Enquanto as arenas tradicionais vibram com recordes e medalhas, um fenômeno silencioso remodela o cenário esportivo: as novas gerações não buscam apenas competição; elas querem tribos. Millennials e Geração Z estão migrando em massa para atividades que oferecem identidade, comunidade e estética integrada, transformando o esporte em estilo de vida. O surfe, o skate e o fenômeno Hyrox personificam essa transcendência, ecoando um movimento que ultrapassa até as fronteiras esportivas, como demonstra o caso icônico da Harley-Davidson.
Surfe
A World Surf League (WSL) vai muito além da organização de provas; ela atua como curadora de um estilo de vida planetário. O surfe é, antes de tudo, um diálogo íntimo com a natureza ritual de respeito ao oceano que se manifesta na moda despojada, na trilha sonora que vai do reggae ao surf rock, e na busca obsessiva pelo “pico” perfeito. Essa filosofia de liberdade conquistou 50 milhões de surfistas globais em 2023, um salto de 42% desde 2015, em que um em cada três praticantes têm entre 16 e 24 anos.

════

■ Atividades ■
**1.** De acordo com o texto sobre o esporte como estilo de vida, quantos surfistas havia no mundo em 2023?
**2.** Escreva a continuação do texto sobre o esporte como estilo de vida a partir do ponto em que ele termina.

Entradas de detecção
════

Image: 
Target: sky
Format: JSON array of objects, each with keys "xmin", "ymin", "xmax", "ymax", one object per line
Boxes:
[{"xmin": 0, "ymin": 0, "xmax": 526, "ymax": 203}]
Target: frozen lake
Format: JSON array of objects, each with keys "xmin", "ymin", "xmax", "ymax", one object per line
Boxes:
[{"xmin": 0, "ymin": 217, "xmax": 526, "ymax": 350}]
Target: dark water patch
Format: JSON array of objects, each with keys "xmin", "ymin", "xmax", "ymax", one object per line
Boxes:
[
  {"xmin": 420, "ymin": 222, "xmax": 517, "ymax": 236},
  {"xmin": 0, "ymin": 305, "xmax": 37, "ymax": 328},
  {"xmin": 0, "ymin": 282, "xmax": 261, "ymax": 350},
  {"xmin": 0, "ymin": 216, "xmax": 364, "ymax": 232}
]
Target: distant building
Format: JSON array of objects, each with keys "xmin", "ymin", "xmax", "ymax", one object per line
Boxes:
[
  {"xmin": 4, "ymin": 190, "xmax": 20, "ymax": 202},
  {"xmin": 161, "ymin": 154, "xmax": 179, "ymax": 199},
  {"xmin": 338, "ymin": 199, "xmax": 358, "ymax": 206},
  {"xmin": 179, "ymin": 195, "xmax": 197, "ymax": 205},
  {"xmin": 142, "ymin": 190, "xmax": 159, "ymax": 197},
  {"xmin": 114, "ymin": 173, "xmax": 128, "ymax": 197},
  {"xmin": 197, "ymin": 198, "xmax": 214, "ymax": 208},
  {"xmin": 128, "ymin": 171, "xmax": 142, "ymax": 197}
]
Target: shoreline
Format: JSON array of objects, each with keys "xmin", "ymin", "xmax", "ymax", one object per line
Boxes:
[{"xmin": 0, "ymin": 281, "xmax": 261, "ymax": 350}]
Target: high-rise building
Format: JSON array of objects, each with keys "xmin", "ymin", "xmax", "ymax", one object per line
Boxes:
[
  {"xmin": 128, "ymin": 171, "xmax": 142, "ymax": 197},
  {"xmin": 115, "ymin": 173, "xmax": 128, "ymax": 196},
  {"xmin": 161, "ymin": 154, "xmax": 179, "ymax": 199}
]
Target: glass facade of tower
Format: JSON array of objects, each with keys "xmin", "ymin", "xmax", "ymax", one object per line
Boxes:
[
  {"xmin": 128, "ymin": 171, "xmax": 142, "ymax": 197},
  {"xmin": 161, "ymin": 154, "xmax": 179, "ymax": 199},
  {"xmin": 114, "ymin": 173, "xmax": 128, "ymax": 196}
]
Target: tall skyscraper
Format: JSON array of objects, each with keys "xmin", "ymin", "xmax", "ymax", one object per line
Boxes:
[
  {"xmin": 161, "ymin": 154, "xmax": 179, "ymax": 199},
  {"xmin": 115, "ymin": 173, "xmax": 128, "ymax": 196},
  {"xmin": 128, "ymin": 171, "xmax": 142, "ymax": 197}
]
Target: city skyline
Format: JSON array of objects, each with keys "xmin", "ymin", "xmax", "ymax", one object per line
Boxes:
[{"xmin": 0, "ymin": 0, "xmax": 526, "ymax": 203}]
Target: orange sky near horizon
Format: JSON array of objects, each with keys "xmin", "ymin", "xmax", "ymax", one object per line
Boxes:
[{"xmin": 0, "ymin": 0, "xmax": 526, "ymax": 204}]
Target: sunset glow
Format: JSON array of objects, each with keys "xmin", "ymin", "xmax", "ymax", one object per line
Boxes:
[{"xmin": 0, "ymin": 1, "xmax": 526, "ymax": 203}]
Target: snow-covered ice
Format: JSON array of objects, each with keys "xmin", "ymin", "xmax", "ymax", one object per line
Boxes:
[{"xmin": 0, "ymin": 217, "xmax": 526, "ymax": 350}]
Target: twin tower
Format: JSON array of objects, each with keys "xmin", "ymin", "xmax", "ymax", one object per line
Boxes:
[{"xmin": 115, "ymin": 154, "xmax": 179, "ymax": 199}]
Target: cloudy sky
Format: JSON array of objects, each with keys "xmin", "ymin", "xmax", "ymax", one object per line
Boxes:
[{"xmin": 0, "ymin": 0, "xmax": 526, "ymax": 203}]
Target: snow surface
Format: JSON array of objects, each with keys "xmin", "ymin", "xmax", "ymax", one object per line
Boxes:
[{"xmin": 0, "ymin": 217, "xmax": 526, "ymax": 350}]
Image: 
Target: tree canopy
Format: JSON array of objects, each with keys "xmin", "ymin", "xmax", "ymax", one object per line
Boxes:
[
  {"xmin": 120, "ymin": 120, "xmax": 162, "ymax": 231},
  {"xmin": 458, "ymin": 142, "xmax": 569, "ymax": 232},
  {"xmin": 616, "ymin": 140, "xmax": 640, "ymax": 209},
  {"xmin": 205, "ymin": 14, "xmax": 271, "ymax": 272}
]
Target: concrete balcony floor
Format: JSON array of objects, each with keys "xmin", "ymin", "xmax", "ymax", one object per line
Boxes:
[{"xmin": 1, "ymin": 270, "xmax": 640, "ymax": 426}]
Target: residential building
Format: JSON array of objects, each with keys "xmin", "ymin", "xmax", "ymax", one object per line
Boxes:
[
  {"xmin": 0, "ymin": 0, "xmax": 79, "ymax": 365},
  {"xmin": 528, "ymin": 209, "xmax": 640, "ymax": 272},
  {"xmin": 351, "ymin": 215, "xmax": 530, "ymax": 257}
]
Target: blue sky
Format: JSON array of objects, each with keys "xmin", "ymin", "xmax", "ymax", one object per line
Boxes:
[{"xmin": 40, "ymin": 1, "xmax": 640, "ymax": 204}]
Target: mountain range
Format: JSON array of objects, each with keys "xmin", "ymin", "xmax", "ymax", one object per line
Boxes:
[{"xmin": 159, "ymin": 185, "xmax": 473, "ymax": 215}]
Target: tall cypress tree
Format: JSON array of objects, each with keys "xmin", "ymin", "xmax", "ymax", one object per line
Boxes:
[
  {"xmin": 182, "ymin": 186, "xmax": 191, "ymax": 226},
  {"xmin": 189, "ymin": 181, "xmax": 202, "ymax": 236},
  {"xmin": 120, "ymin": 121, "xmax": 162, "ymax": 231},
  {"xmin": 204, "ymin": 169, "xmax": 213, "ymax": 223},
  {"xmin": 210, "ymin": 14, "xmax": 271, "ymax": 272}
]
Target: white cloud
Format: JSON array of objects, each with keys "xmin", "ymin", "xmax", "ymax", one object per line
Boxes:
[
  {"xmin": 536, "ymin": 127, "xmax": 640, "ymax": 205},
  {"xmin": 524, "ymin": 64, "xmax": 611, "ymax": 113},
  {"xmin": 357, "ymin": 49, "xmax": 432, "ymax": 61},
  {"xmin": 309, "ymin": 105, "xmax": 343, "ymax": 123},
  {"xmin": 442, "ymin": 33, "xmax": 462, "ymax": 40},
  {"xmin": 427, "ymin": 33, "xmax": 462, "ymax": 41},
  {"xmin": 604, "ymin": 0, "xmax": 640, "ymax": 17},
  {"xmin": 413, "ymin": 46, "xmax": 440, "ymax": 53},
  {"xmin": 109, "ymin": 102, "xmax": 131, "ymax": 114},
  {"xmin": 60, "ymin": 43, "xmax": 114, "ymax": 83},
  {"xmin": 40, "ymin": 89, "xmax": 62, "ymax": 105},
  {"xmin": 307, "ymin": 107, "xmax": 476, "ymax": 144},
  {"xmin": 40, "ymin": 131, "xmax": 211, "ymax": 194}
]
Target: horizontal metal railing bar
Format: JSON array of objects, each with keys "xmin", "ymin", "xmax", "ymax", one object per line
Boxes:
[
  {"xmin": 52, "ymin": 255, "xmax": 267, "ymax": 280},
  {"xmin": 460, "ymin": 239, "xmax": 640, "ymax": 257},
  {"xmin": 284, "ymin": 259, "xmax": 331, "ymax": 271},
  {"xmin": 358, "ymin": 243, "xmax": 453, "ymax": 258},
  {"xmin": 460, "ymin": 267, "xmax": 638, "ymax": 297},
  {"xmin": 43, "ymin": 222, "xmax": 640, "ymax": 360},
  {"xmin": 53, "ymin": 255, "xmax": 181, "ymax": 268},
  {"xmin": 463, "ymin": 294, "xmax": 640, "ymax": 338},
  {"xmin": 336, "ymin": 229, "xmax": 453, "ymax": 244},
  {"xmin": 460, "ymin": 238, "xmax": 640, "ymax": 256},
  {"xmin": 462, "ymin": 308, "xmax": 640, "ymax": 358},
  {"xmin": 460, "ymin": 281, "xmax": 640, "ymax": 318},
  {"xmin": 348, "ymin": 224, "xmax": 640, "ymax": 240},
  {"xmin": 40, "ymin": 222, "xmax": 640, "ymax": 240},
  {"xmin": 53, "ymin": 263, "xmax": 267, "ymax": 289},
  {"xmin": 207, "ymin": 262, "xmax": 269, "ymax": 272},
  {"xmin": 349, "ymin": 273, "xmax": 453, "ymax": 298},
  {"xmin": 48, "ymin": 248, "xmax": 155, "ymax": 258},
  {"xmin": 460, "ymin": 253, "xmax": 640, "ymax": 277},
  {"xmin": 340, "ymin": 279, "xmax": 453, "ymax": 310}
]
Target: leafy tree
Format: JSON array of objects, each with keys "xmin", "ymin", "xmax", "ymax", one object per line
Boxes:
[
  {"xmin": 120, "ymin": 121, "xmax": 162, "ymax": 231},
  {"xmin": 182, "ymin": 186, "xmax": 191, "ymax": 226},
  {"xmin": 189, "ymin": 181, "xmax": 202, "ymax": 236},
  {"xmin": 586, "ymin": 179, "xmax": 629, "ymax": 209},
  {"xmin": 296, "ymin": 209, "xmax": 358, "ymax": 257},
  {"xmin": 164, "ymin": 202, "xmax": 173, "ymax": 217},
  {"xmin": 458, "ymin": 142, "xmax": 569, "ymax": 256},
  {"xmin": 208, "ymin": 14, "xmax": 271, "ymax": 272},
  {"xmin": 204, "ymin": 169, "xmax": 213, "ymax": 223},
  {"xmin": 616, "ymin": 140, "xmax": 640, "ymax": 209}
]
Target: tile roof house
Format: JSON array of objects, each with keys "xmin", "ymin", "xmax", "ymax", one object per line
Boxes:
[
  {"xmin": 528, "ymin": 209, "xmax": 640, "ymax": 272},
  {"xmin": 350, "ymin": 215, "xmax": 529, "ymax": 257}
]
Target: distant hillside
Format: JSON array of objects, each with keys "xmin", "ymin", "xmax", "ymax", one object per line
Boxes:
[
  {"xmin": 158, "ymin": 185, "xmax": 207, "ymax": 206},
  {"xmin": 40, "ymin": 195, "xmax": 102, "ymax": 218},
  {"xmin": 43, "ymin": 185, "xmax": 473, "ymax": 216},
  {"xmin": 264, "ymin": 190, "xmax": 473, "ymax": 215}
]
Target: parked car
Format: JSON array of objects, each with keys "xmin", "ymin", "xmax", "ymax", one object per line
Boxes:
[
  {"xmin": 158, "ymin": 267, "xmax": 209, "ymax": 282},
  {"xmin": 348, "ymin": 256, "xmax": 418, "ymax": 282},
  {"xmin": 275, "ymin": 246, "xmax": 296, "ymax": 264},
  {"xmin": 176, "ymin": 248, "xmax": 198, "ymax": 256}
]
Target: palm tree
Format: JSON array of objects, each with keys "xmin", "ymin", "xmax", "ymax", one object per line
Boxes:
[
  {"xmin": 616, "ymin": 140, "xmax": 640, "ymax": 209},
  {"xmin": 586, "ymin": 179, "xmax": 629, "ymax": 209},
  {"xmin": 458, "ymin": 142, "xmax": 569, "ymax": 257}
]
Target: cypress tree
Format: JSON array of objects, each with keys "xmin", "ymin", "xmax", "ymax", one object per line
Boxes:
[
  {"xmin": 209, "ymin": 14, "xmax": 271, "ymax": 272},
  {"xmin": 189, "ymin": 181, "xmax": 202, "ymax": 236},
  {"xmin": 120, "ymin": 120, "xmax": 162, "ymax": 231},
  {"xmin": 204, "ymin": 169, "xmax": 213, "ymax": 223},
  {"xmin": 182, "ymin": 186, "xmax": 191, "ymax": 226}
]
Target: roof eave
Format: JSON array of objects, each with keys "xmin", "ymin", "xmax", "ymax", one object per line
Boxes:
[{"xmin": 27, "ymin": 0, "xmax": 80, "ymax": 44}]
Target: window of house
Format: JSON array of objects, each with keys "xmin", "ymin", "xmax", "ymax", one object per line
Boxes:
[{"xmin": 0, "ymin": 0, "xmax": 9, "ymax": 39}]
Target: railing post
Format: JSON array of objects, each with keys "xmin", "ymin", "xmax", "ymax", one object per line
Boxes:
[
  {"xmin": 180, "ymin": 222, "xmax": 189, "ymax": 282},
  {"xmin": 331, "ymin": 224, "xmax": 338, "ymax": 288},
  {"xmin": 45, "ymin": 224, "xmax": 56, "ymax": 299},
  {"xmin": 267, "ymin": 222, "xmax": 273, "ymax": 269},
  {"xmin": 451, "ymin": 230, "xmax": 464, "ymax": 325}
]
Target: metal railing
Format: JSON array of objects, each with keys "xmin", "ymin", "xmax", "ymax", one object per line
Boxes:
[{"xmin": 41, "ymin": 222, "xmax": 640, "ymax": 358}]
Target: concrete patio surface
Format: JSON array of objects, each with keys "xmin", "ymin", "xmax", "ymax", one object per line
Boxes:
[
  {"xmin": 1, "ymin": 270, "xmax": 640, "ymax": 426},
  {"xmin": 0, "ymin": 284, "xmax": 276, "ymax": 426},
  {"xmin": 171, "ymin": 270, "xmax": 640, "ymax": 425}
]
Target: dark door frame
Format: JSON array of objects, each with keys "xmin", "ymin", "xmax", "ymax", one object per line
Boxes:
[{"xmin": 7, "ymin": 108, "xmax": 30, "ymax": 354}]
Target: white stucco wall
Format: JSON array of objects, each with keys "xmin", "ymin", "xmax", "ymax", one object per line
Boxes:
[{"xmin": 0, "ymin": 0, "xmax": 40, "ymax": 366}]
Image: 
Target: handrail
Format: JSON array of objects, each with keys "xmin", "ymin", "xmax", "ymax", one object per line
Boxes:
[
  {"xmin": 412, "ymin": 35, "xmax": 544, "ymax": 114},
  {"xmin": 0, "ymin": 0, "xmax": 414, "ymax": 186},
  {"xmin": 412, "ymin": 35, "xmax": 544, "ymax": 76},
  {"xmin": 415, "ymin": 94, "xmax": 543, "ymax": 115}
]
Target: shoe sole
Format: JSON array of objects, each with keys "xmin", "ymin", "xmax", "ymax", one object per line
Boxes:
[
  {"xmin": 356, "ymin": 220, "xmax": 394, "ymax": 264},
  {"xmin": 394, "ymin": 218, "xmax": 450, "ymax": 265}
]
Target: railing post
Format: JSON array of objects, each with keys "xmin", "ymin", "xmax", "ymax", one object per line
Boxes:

════

■ Respostas das atividades ■
**1.** Havia 50 milhões de surfistas no mundo em 2023.

**2.**
Nas redes sociais, o apelo geracional é incontestável: a WSL registrou 70% mais visualizações digitais entre 2019 e 2023, com 80% do público abaixo dos 34 anos. Prova de que não se consomem apenas manobras, mas um sonho de vida que movimenta US$ 13,2 bilhões em moda relacionada.
Skate
Nascido do concreto como grito de rebeldia, o skate preservou sua essência criativa mesmo após a consagração olímpica. Sua cultura pulsante tecida por grafites, trilhas punk-hip-hop e estética disruptiva transformou eventos como os X Games e a Street League Skateboarding (SLS) em festivais de tribo. O crescimento pós-Tóquio 2020 é emblemático: 34% mais jovens praticantes nos EUA, com 70% dos skatistas ativos abaixo dos 25 anos.
Nas plataformas digitais, o fenômeno explode: hashtags como #skatelife ultrapassam 5 milhões de postagens no Instagram, enquanto vídeos acumulam mais de 10 bilhões de visualizações anuais no TikTok. Evidência de que, para a Geração Z, o skate é linguagem de expressão, em que atitude vale mais que pódios.
Hyrox
O Hyrox surgiu como um furacão no mundo fitness, combinando corrida e exercícios funcionais, mas seu diferencial é a comunidade feroz que construiu. Este é o antídoto ao treino solitário: eventos são celebrações coletivas em que 92% dos participantes citam o “sentido de tribo” como motivação central. Não à toa, disparou de 3.500 atletas em 2018 para 650 mil em 2025, ultrapassando 1 milhão de ingressos vendidos globalmente. Se 75% dos competidores têm entre 25 e 39 anos, a magia está na inclusão geracional: categorias másteres (até 70+ anos) atraem veteranos que buscam superação coletiva, provando que o espírito de comunidade não tem idade.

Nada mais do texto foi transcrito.